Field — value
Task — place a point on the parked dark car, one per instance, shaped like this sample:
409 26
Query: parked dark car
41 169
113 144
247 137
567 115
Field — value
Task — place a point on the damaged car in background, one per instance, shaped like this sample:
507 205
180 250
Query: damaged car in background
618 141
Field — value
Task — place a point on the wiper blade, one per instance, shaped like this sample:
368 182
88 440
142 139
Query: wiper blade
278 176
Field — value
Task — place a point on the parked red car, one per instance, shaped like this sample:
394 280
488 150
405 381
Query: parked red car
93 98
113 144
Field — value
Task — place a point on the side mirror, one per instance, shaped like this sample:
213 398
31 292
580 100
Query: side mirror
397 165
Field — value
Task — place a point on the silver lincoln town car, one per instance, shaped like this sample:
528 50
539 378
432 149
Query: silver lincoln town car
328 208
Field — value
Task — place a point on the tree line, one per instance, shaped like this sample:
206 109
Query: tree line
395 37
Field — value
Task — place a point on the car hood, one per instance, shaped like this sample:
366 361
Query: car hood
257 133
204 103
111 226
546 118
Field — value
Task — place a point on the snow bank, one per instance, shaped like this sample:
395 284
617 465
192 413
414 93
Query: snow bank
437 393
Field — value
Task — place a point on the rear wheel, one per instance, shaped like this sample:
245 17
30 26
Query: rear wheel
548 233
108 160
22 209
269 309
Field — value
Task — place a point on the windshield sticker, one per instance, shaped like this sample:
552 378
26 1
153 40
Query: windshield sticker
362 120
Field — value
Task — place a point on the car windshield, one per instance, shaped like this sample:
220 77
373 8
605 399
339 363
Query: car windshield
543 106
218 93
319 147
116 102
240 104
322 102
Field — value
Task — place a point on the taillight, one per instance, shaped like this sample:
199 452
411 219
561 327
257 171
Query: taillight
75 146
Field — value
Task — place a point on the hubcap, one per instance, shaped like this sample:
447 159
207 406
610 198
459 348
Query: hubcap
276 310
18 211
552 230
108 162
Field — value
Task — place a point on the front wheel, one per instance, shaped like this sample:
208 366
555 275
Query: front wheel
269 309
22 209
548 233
++++++
Reproduce the records in full, exactly as written.

Field — value
Task — place a point on the parked dark car, one per instance, shaped like this sample:
409 26
Query: parked dark car
41 169
113 144
247 137
567 115
Field — value
Task — place a point on the damaged car in background, one per instance, shaped like this sample:
507 205
180 250
Query: damaged car in background
618 141
Field — value
Task — place a point on the wiper blade, one per instance, shaped like this sample:
368 182
88 440
142 139
Query: wiper blade
278 176
Field — value
Task — place a point on the parked red car, one per instance, shaped like this sample:
394 280
488 150
405 381
Query: parked red car
93 98
113 144
Field — value
Task — place a point on the side mirror, one per instance, shaped like this sample:
213 398
31 292
580 100
Query: side mirror
397 165
Field — value
Task — place a point on the silver lincoln town car, one per instance, shaped like this sample:
528 50
539 378
432 149
Query: silver lincoln town car
328 208
Field — value
Task — place a point on the tree line, one per instance, shaped like this sample:
206 109
Query: tree line
395 37
Field — value
Task — place a point on the car hood, one per instance, shaped like this sample:
366 361
Query: car hood
257 133
204 103
111 226
546 118
Field — value
Task — place a point on the snow bank, one per instance, shaped like this sample:
395 284
617 465
192 413
414 93
Query: snow bank
437 393
Field — value
Task — place a point on the rear wheel, one per instance, shaped like this sample:
245 17
30 26
Query: rear wheel
548 233
108 160
22 209
269 309
Field — value
Task — place a point on the windshield sticker, one per instance, shaped like this sample:
552 378
26 1
153 40
Query: windshield sticker
362 120
Field — value
Task — place a point on the car windshield, one per instance, shaped like this sample:
220 77
373 8
605 399
339 363
Query: car windshield
543 106
218 93
319 147
116 102
240 104
322 102
Field — value
Task — place a point on the taillight, one per instance, shaped like this sample:
199 452
411 219
561 327
257 171
Query: taillight
75 146
Field — value
Task — place a point on the hubcap, one per instance, shaped like this sample:
447 159
207 406
610 198
459 348
Query: hubcap
276 310
18 211
552 230
108 162
Field — value
Task — place a point on the front wheel, one per instance, shaped like this sample:
208 366
555 275
Query: front wheel
269 309
22 209
548 233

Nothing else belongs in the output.